Trecho do documento:
RICARDO STUCKERT Índios
observam aeronave escondidos atrás de árvore
O céu escureceu e uma forte chuva
obrigou o helicóptero que sobrevoava uma floresta no Acre a pousar. O temporal
demorou para passar e a tripulação decidiu voltar ao ponto de partida antes de
escurecer.
A chuva frustrou a viagem, mas
proporcionou um registro raro e histórico de uma tribo indígena isolada,
próximo à fronteira com o Peru. "É como achar uma agulha no palheiro. Pura
sorte", definiu o fotógrafo Ricardo Stuckert.
A BBC Brasil teve acesso a parte dos
registros feitos por Stuckert no último domingo. Ele viajava para a aldeia
Caxinauá (também no Acre), onde faria uma sessão de fotos para o livro Índios
Brasileiros. A obra vai documentar a rotina de 12 tribos brasileiras e será
lançada no dia 19 de abril de 2017 - Dia do Índio.
RICARDO STUCKERT Índio se
prepara para disparar flecha
Mas ele estava acompanhado do
experiente sertanista José Carlos Meirelles, que trabalhou para a Fundação
Nacional do Índio (Funai) durante 40 anos, e a dupla resolveu investigar uma
área da mata com mais calma.
RICARDO STUCKERT Construção feita pelos índios
"Depois da chuva, a gente voltou
e viu umas malocas feitas de palha. A gente estava voando muito rápido, mas
vimos plantações e decidimos voltar. Encontramos a tribo e eu comecei a
fotografar", relata o fotógrafo.
RICARDO STUCKERT Grupo de
indígenas registrado
Ao identificar uma possível ameaça,
os índios reagiram. Os olhares de surpresa e raiva contra o helicóptero foram
registrados pelas poderosas lentes de longo alcance de Stuckert. A tribo atirou
dezenas de flechas na tentativa de afastar a aeronave, que sobrevoou a região
durante sete minutos.
RICARDO STUCKERT Indígena olha para helicóptero
O próprio Meirelles avalia o voo como
algo invasivo à comunidade isolada. "É um registro importante, mas é uma
certa agressão. Por isso, a gente toma o cuidado de não voar baixo para não
assustar tanto. Por outro lado, o mundo precisa saber que eles existem e que
precisamos de políticas para conservá-los", disse Meirelles, que demarcou
áreas de tribos isoladas durante os 20 anos que trabalhou na região.

Questões:
A - Responda com base na reportagem sobre a tribo isolada no Acre:
(i) Durante quantos minutos o helicóptero sobrevoou a região?
(ii) Em que data será lançado o livro Índios Brasileiros?
(iii) Por quantos anos José Carlos Meirelles trabalhou para a Funai?
B - Transcreva da reportagem sobre a tribo isolada no Acre tudo o que vai de "RICARDO STUCKERT Índio se" até "relata o fotógrafo.", sem alterar nada.

Dados apresentados:
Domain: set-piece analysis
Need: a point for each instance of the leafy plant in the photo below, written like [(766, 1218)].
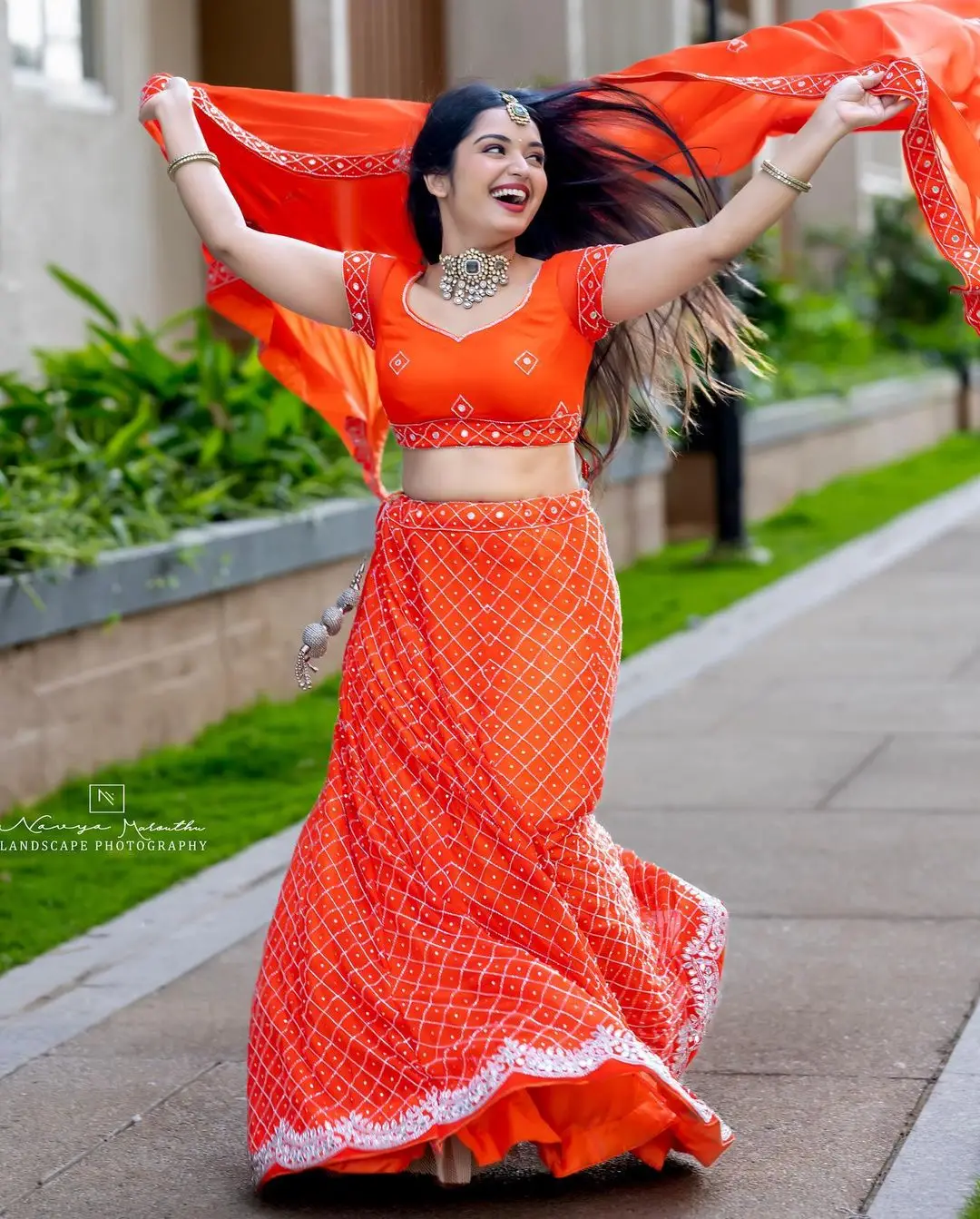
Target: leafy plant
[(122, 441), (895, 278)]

Resultados dos exercícios:
A -
(i) Sete minutos.
(ii) 19 de abril de 2017.
(iii) 40 anos.

B -
RICARDO STUCKERT Índio se
prepara para disparar flecha
Mas ele estava acompanhado do
experiente sertanista José Carlos Meirelles, que trabalhou para a Fundação
Nacional do Índio (Funai) durante 40 anos, e a dupla resolveu investigar uma
área da mata com mais calma.
RICARDO STUCKERT Construção feita pelos índios
"Depois da chuva, a gente voltou
e viu umas malocas feitas de palha. A gente estava voando muito rápido, mas
vimos plantações e decidimos voltar. Encontramos a tribo e eu comecei a
fotografar", relata o fotógrafo.